## [WHAT YOU WILL DO]
In the Maxwell trial passage below, condense the paragraph beginning "Maxwell, who had a criminal history" into a short bulleted list that keeps its main facts.

## [PROVIDED PASSAGE]

◆ ◆ ◆ ◆ ◆ ◆ ◆

The months leading to trial included intensive forensic work. Investigators recovered more remains across Milwaukee believed to be from the same victim; DNA later confirmed all belonged to Sade. Police also found a jacket in Maxwell’s neighbor’s garbage can that, when tested, contained Sade’s DNA on the hood and zipper pull. Videos taken from neighbors’ and city cameras captured a man—later identified as Maxwell—on a bus wearing the same pants and shoes seen after the burned vehicle, and images on Maxwell’s phone showed disturbing photographs of Sade at his house, including images interpreted by jurors as taken when she was in a compromised state.
Maxwell, who had a criminal history that included battery and other offenses, pleaded not guilty. His defense alleged the circumstantial nature of the case: no eyewitness to the killing, no murder weapon found, no motive established, and unanswered questions about cause and immediate location of death. Maxwell maintained he did not commit the crimes and later told investigators he regretted not walking Sade to her car and speculated someone else could have abducted her. He invoked claims of being set up.

◆ ◆ ◆ ◆ ◆ ◆ ◆

## [SUPPLIED MATERIAL]
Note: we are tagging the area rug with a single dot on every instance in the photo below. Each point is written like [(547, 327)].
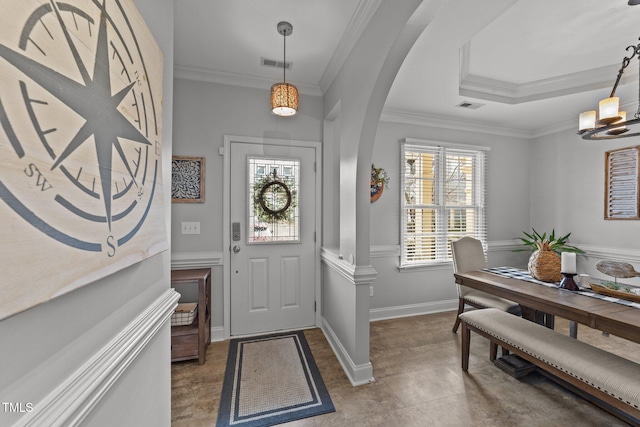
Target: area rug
[(271, 380)]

◆ ◆ ◆ ◆ ◆ ◆ ◆

## [RESPONSE FOR THIS EXERCISE]
- Maxwell had a criminal history that included battery and other offenses. He pleaded not guilty.
- His defense stressed that the case was circumstantial:
  - no eyewitness to the killing
  - no murder weapon found
  - no motive established
  - open questions about the cause and immediate location of death
- Maxwell denied committing the crimes.
- He later told investigators he regretted not walking Sade to her car, and he speculated that someone else could have abducted her.
- He claimed he had been set up.